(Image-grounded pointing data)
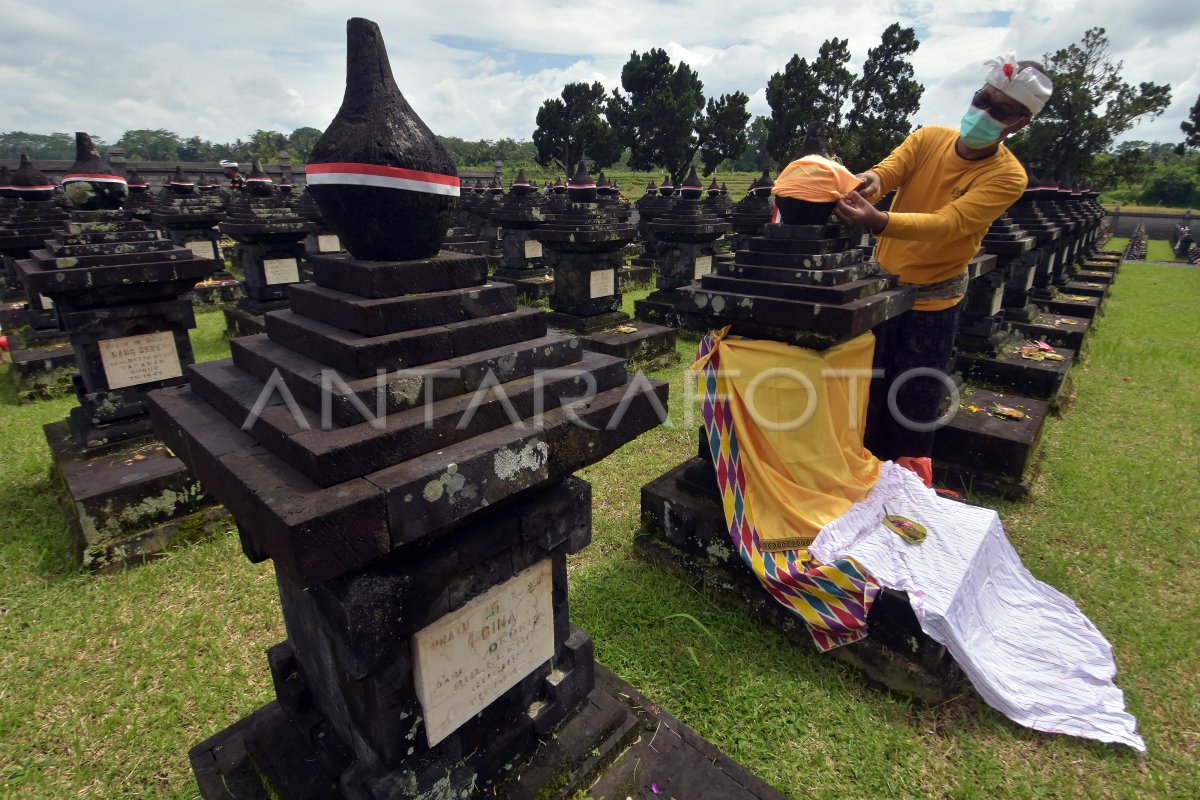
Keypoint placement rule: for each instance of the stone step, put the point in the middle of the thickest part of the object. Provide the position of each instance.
(448, 270)
(316, 534)
(383, 316)
(798, 246)
(1071, 305)
(329, 455)
(995, 450)
(403, 389)
(840, 322)
(1011, 372)
(835, 295)
(790, 270)
(363, 356)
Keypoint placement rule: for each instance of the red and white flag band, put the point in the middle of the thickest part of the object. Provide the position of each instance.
(382, 176)
(95, 179)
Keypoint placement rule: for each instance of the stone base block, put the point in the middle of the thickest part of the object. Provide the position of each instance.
(42, 373)
(648, 347)
(129, 504)
(611, 749)
(658, 308)
(1011, 372)
(577, 324)
(982, 451)
(683, 531)
(1068, 332)
(1071, 305)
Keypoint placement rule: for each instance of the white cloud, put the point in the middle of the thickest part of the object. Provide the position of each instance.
(480, 70)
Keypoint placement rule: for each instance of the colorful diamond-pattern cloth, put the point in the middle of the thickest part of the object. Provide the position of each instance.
(832, 599)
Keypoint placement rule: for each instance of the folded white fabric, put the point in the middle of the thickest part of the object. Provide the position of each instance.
(1027, 649)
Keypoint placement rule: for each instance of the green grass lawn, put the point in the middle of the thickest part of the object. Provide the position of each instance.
(106, 681)
(1157, 250)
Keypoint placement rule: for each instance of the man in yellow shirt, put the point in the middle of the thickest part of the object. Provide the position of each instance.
(951, 186)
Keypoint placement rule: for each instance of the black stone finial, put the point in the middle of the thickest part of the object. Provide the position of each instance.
(31, 184)
(258, 182)
(690, 188)
(582, 188)
(90, 181)
(383, 181)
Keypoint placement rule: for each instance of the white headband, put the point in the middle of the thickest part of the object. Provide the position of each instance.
(1026, 85)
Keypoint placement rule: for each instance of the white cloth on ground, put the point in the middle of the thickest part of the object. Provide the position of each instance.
(1027, 649)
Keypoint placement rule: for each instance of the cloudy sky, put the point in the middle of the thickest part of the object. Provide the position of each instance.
(479, 70)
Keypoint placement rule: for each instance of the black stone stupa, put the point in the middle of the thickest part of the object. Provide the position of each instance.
(419, 533)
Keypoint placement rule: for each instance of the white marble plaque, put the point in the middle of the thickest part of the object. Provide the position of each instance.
(142, 359)
(201, 248)
(281, 270)
(466, 660)
(604, 283)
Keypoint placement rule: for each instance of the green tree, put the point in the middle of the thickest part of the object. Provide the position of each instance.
(1090, 107)
(661, 116)
(1191, 126)
(265, 145)
(883, 98)
(570, 128)
(721, 132)
(40, 145)
(150, 145)
(300, 143)
(792, 96)
(1174, 186)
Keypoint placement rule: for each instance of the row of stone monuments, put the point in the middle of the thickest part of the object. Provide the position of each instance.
(399, 440)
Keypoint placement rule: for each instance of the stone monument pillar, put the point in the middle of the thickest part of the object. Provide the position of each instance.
(419, 537)
(270, 251)
(522, 263)
(586, 245)
(120, 292)
(687, 233)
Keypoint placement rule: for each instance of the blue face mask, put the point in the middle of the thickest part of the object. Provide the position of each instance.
(979, 128)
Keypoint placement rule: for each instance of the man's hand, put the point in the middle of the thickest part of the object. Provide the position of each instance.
(870, 185)
(855, 210)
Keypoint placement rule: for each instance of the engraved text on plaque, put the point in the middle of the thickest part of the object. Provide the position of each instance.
(469, 657)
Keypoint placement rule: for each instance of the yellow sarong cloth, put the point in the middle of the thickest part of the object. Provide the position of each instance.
(799, 416)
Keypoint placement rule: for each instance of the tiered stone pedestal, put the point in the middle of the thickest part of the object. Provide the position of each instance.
(805, 286)
(687, 233)
(121, 295)
(430, 512)
(585, 247)
(270, 253)
(42, 358)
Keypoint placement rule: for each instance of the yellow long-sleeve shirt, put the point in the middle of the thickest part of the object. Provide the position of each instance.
(943, 206)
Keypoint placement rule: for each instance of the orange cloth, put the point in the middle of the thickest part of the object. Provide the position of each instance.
(815, 179)
(802, 449)
(943, 206)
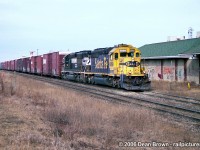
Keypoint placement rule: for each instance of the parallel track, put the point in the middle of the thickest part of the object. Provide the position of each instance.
(140, 99)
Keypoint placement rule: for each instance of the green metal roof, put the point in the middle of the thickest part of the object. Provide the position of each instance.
(171, 48)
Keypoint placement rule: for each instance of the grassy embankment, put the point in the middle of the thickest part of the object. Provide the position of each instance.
(37, 115)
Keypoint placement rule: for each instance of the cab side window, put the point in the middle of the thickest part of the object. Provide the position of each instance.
(116, 56)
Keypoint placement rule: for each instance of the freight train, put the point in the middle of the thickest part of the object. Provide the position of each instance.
(118, 66)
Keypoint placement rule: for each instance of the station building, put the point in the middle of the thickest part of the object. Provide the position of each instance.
(173, 60)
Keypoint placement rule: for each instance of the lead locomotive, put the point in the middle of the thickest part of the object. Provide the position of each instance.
(118, 66)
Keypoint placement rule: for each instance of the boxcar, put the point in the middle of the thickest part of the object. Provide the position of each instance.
(19, 65)
(36, 64)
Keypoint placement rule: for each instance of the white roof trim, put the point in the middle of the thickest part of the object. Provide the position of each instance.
(112, 51)
(167, 57)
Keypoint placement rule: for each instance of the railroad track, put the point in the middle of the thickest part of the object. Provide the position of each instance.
(182, 106)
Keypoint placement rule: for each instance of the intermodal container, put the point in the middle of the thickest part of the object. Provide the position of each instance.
(47, 64)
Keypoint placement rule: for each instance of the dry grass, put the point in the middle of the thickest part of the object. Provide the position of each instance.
(50, 117)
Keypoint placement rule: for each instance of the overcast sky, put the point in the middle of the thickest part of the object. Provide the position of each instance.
(49, 25)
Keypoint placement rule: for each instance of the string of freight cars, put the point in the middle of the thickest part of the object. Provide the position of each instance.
(118, 66)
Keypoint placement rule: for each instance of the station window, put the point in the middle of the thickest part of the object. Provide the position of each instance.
(131, 54)
(116, 56)
(123, 54)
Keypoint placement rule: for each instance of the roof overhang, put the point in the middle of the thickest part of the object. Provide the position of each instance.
(167, 57)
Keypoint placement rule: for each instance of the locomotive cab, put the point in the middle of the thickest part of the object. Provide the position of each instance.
(125, 64)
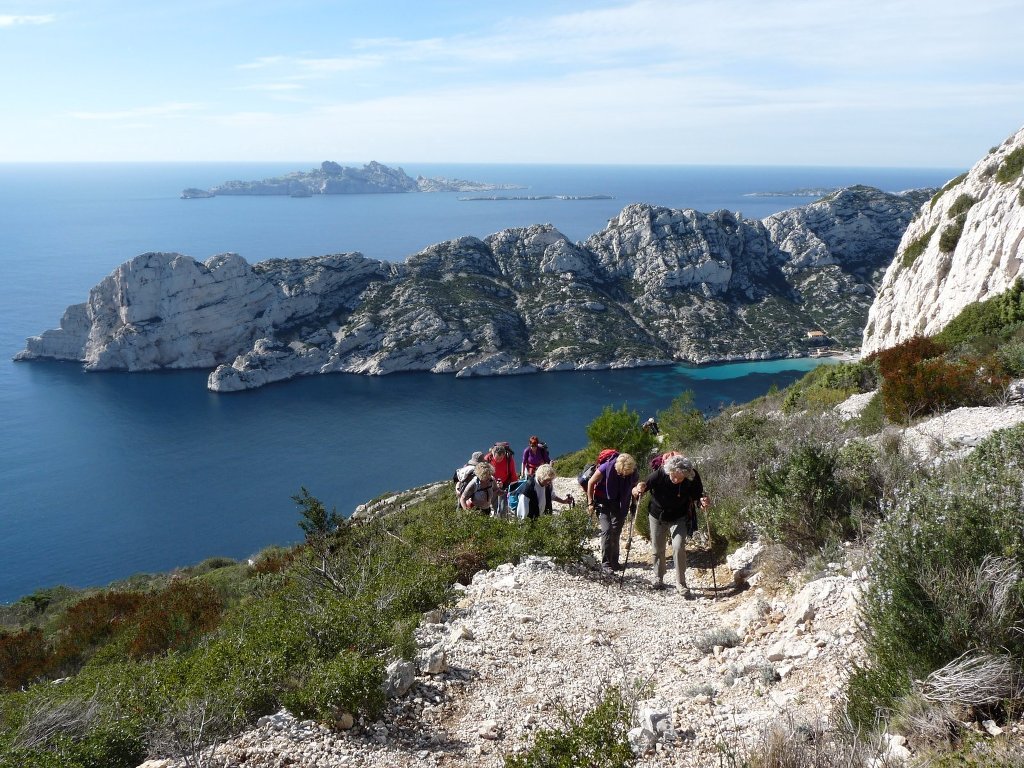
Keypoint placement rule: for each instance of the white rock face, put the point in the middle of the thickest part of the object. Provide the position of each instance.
(921, 295)
(655, 286)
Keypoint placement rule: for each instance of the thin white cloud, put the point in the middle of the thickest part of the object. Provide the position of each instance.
(273, 87)
(158, 111)
(14, 20)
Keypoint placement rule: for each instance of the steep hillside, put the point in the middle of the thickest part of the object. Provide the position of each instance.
(967, 245)
(655, 286)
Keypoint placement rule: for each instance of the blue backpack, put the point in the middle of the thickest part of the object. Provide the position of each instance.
(517, 503)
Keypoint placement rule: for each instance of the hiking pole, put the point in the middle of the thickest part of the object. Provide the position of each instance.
(711, 549)
(629, 539)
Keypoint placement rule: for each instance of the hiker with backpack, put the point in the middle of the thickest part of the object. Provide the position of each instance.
(465, 473)
(481, 492)
(538, 493)
(534, 456)
(609, 492)
(676, 491)
(502, 460)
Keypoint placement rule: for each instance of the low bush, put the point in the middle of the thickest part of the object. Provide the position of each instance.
(349, 682)
(946, 187)
(946, 578)
(961, 206)
(91, 623)
(950, 236)
(916, 247)
(801, 500)
(24, 657)
(622, 430)
(1012, 166)
(174, 619)
(936, 385)
(683, 424)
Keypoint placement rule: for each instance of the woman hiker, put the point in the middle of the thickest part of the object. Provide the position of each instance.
(675, 489)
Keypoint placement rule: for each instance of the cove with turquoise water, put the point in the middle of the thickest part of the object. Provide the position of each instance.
(104, 475)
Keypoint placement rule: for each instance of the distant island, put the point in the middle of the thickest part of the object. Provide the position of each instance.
(537, 197)
(809, 192)
(332, 178)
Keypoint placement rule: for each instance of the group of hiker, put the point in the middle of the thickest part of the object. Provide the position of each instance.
(489, 483)
(612, 486)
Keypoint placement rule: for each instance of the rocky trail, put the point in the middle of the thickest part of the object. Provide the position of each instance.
(525, 642)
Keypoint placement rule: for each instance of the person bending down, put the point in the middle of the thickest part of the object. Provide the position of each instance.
(675, 491)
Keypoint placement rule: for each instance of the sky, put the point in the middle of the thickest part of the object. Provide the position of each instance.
(900, 83)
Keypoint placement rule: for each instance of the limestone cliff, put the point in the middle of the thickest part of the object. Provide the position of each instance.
(966, 246)
(654, 286)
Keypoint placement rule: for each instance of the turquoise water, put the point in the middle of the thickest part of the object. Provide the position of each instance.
(109, 474)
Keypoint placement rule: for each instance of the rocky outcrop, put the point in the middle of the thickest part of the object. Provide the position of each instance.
(966, 246)
(332, 178)
(655, 286)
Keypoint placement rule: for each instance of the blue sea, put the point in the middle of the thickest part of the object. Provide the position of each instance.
(107, 474)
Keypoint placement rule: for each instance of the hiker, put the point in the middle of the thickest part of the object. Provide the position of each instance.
(464, 474)
(481, 492)
(534, 456)
(608, 494)
(502, 460)
(675, 491)
(539, 493)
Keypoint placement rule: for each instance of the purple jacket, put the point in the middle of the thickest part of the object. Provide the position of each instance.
(616, 487)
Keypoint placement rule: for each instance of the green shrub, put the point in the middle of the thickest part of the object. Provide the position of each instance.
(872, 418)
(92, 622)
(597, 739)
(1011, 357)
(916, 247)
(174, 619)
(950, 236)
(349, 682)
(961, 206)
(24, 657)
(936, 592)
(622, 430)
(948, 185)
(1012, 166)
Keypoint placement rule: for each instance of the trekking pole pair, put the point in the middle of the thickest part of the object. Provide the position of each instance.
(711, 553)
(629, 539)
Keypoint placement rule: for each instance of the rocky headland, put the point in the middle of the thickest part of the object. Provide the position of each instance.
(332, 178)
(655, 286)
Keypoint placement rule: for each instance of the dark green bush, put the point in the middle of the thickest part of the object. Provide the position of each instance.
(621, 430)
(349, 682)
(916, 247)
(936, 385)
(950, 236)
(961, 206)
(595, 739)
(932, 596)
(683, 424)
(948, 185)
(828, 385)
(24, 657)
(1012, 166)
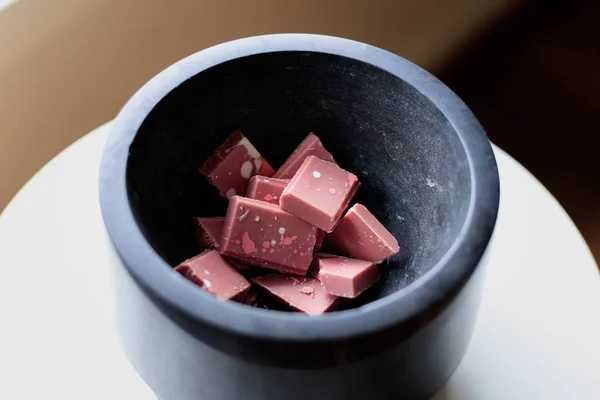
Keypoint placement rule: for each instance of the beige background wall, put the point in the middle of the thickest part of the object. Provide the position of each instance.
(66, 66)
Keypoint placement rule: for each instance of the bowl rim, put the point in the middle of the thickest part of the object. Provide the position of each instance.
(151, 272)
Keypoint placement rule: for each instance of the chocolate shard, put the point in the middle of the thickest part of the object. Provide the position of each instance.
(342, 276)
(231, 166)
(310, 146)
(360, 235)
(264, 235)
(266, 189)
(214, 274)
(319, 193)
(302, 294)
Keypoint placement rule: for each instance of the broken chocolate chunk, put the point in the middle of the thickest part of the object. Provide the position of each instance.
(360, 235)
(266, 189)
(232, 165)
(264, 235)
(319, 193)
(302, 294)
(310, 146)
(342, 276)
(211, 272)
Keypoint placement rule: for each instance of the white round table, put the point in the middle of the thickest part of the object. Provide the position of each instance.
(537, 337)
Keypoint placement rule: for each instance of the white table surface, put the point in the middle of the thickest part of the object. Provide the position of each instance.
(537, 337)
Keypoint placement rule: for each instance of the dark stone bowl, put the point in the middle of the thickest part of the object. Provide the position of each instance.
(427, 172)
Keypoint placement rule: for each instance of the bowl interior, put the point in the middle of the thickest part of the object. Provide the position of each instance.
(410, 161)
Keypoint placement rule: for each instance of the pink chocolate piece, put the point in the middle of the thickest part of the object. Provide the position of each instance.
(210, 271)
(237, 264)
(320, 238)
(344, 277)
(319, 193)
(360, 235)
(208, 231)
(266, 189)
(231, 166)
(310, 146)
(264, 235)
(303, 294)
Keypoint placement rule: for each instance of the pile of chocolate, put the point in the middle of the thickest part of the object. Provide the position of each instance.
(281, 224)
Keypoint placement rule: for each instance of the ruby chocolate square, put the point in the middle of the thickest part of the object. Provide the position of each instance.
(211, 272)
(208, 231)
(266, 189)
(360, 235)
(342, 276)
(232, 165)
(319, 193)
(265, 235)
(302, 294)
(310, 146)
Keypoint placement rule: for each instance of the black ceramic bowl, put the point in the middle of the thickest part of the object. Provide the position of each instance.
(427, 172)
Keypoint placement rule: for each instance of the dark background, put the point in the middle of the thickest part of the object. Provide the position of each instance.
(533, 81)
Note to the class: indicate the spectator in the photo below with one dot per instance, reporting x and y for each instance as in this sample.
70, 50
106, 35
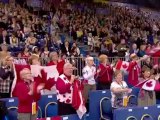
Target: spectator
6, 77
104, 73
146, 98
119, 90
64, 91
27, 96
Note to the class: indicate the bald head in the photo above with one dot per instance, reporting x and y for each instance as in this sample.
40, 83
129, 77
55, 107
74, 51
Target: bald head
68, 69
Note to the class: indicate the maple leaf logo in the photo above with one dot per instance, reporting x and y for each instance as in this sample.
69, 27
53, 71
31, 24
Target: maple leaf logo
124, 66
149, 84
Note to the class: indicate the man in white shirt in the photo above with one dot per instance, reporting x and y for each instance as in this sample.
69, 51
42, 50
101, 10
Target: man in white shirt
89, 72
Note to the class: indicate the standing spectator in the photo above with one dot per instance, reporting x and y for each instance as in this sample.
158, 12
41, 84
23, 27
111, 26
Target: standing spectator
146, 98
142, 51
4, 38
4, 53
75, 50
89, 72
65, 48
27, 96
64, 87
6, 77
104, 73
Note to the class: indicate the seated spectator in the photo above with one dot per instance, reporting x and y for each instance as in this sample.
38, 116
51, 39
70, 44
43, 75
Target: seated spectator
65, 48
119, 90
6, 77
4, 38
142, 51
104, 73
14, 41
64, 87
122, 47
4, 53
75, 50
89, 72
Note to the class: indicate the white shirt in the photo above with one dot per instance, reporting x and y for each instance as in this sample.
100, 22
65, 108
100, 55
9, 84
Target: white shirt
88, 74
114, 84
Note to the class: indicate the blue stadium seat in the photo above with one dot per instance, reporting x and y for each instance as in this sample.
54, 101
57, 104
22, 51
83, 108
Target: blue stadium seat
106, 108
147, 117
48, 105
132, 100
94, 99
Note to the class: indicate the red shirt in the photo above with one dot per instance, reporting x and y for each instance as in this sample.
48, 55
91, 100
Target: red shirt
59, 64
25, 100
105, 75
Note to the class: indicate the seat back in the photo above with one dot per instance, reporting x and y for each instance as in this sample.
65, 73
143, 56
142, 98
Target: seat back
159, 117
70, 117
105, 108
51, 109
43, 102
94, 102
147, 117
132, 100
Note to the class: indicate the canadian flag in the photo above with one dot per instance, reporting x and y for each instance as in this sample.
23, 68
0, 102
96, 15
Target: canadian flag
122, 65
155, 52
149, 85
77, 99
41, 74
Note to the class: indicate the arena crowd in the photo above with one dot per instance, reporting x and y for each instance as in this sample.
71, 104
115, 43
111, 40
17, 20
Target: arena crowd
56, 38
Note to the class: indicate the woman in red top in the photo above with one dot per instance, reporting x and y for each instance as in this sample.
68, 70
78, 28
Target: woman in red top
104, 73
27, 95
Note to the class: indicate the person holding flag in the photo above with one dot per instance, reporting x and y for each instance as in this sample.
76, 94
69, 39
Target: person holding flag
104, 73
146, 96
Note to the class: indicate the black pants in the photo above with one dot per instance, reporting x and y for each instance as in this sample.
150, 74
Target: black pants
103, 86
65, 109
4, 95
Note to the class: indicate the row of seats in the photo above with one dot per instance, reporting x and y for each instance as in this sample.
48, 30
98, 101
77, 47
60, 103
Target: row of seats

WORK REQUIRED: Only the lines containing the word "seats" should be returned from the data above.

THE ANSWER:
Note to the class: indicate the row of seats in the photo above with one dot per instance, reporting x and y for each instance as in this sample.
Target: row of seats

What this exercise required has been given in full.